Directions for this task:
Reproduce the dataset entries between the line containing "line as [679,454]." and the end of the listing, inclusive, requests and all. Scale every coordinate in the answers by 1.25 and round to whole numbers, with halves rounding up.

Dataset entries

==========

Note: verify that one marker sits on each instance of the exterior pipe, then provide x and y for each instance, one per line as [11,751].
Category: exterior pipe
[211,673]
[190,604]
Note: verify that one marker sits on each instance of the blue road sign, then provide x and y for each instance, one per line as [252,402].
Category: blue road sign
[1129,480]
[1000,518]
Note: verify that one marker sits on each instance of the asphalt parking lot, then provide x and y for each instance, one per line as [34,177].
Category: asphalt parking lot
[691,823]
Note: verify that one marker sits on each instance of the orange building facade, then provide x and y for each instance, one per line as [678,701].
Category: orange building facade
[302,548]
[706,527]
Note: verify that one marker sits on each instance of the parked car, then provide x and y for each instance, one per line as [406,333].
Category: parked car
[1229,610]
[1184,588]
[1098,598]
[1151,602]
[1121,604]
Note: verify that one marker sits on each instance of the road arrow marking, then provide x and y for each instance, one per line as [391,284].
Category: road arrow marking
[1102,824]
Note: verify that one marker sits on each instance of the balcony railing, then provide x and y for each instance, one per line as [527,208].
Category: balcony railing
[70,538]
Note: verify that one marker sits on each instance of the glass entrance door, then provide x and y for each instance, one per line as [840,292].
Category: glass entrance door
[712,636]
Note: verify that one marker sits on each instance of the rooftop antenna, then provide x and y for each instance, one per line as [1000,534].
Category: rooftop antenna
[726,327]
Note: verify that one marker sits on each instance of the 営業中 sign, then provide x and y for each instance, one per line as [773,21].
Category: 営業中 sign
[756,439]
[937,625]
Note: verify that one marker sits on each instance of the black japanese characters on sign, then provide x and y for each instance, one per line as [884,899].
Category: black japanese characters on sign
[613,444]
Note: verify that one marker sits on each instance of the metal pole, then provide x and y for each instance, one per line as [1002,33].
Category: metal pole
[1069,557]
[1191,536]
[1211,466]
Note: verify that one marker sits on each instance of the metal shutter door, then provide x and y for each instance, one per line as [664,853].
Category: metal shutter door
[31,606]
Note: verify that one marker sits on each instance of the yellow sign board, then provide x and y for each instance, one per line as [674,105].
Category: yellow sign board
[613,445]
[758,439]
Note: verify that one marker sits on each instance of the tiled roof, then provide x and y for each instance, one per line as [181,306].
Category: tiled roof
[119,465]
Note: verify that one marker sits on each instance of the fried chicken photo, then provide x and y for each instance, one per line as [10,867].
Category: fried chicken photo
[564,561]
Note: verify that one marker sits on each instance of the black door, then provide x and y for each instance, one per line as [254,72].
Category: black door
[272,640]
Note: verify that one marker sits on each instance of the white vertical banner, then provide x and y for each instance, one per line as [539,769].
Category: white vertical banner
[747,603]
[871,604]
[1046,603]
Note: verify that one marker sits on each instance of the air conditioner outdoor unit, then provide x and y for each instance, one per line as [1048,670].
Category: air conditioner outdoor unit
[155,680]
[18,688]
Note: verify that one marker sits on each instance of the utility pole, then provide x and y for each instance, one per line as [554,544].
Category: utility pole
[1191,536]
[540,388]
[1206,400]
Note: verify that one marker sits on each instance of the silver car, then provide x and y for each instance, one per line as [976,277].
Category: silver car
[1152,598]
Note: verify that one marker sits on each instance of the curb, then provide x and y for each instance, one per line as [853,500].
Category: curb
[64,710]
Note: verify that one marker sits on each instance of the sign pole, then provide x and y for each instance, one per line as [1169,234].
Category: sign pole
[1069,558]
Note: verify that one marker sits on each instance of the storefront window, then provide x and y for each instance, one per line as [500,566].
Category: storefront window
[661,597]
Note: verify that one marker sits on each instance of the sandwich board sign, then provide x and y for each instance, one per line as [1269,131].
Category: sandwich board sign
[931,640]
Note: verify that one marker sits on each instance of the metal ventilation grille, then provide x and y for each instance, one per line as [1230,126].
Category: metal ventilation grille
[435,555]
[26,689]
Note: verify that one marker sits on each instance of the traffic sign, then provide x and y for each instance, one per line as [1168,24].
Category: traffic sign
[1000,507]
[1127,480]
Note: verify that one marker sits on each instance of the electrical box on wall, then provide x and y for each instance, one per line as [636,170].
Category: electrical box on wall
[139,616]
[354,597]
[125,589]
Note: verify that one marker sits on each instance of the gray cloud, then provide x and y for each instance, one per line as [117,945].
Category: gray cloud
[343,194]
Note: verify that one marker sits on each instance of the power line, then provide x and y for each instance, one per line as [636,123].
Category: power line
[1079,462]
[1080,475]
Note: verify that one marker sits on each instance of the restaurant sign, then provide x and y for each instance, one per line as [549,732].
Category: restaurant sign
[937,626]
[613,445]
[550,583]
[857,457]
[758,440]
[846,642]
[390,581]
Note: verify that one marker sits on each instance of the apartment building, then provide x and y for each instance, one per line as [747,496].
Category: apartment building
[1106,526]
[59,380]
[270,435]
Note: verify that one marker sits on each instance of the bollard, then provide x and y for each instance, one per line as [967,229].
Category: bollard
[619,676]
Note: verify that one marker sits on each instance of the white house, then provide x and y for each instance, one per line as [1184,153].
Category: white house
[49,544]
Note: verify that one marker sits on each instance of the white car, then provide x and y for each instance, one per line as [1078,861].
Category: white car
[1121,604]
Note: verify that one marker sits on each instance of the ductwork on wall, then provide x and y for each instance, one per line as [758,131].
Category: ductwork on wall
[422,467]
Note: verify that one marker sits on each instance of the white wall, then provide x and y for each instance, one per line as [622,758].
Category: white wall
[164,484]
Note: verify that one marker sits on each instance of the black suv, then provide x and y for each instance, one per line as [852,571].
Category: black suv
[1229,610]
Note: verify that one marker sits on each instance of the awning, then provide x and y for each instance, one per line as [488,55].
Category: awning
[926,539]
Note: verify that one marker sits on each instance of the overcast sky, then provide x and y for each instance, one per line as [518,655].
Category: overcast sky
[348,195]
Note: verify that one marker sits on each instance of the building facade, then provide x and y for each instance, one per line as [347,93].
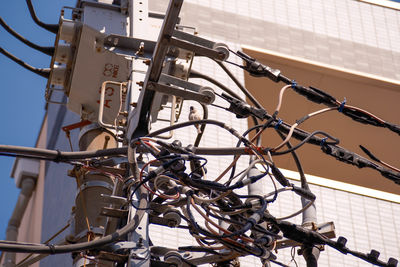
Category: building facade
[351,41]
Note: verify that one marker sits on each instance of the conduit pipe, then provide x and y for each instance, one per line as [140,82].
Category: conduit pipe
[27,187]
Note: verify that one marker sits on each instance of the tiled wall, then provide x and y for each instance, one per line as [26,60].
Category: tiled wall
[344,33]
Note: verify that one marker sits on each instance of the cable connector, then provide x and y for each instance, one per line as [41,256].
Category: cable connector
[242,109]
[257,69]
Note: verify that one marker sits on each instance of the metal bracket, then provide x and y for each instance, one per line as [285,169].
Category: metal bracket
[327,229]
[194,91]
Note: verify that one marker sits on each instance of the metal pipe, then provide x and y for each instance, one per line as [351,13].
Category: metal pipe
[27,187]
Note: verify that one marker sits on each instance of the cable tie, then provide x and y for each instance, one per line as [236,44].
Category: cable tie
[52,248]
[278,123]
[342,105]
[323,141]
[58,157]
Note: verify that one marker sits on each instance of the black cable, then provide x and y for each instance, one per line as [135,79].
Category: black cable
[195,74]
[44,49]
[50,27]
[202,127]
[315,95]
[241,87]
[48,154]
[42,72]
[305,140]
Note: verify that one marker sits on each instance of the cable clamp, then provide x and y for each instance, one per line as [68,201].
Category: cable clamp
[52,248]
[342,105]
[278,123]
[323,141]
[57,159]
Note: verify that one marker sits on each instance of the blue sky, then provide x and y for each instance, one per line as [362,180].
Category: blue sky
[22,104]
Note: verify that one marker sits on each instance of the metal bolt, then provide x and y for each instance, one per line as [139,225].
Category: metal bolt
[221,55]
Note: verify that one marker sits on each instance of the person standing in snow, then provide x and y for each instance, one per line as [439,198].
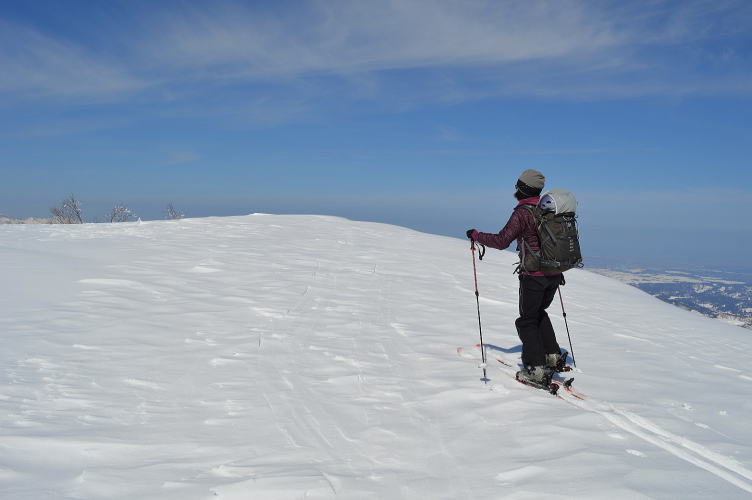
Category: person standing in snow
[541,354]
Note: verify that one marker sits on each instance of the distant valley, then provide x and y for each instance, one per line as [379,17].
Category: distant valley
[726,295]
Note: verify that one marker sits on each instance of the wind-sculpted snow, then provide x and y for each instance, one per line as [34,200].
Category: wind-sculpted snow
[267,357]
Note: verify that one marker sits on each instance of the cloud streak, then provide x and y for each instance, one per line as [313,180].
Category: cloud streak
[447,51]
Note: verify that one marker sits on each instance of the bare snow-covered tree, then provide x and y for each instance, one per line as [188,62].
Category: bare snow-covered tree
[69,212]
[171,213]
[121,213]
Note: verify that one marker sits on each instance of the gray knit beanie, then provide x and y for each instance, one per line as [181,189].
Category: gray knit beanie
[531,183]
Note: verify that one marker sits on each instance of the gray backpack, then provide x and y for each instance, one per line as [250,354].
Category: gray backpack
[556,223]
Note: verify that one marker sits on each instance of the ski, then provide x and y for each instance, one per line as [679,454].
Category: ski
[553,388]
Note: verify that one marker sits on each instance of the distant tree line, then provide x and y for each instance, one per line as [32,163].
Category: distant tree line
[69,212]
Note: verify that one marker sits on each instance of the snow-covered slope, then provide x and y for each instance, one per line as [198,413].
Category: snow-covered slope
[314,357]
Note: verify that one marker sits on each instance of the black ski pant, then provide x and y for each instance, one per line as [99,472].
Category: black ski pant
[533,326]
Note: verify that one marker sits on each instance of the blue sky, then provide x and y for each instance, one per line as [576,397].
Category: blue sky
[415,113]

==========

Response to this exercise:
Note: verify that one marker sits on each instance of the ski, then provide x and y for each instance, one per line as [679,454].
Category: ski
[691,485]
Note: verify that one marker sits on each instance of the distant tree line, then provide x and y for each instance, one per line as [32,163].
Category: distant tree line
[86,265]
Note: verify that one marker sits on each instance of the snow-covered slope, then provide x and y for each instance, one per line as [198,413].
Category: snow-covered slope
[393,446]
Note: verify that one marker sits on each instance of the black ski pant, then provide x and y for each instance, one per line as [99,472].
Category: black ski pant
[666,408]
Note: verify that one marker sits on each instance of the blue sky, then provide x and y for each instance, one per line as [576,397].
Category: blue sky
[519,141]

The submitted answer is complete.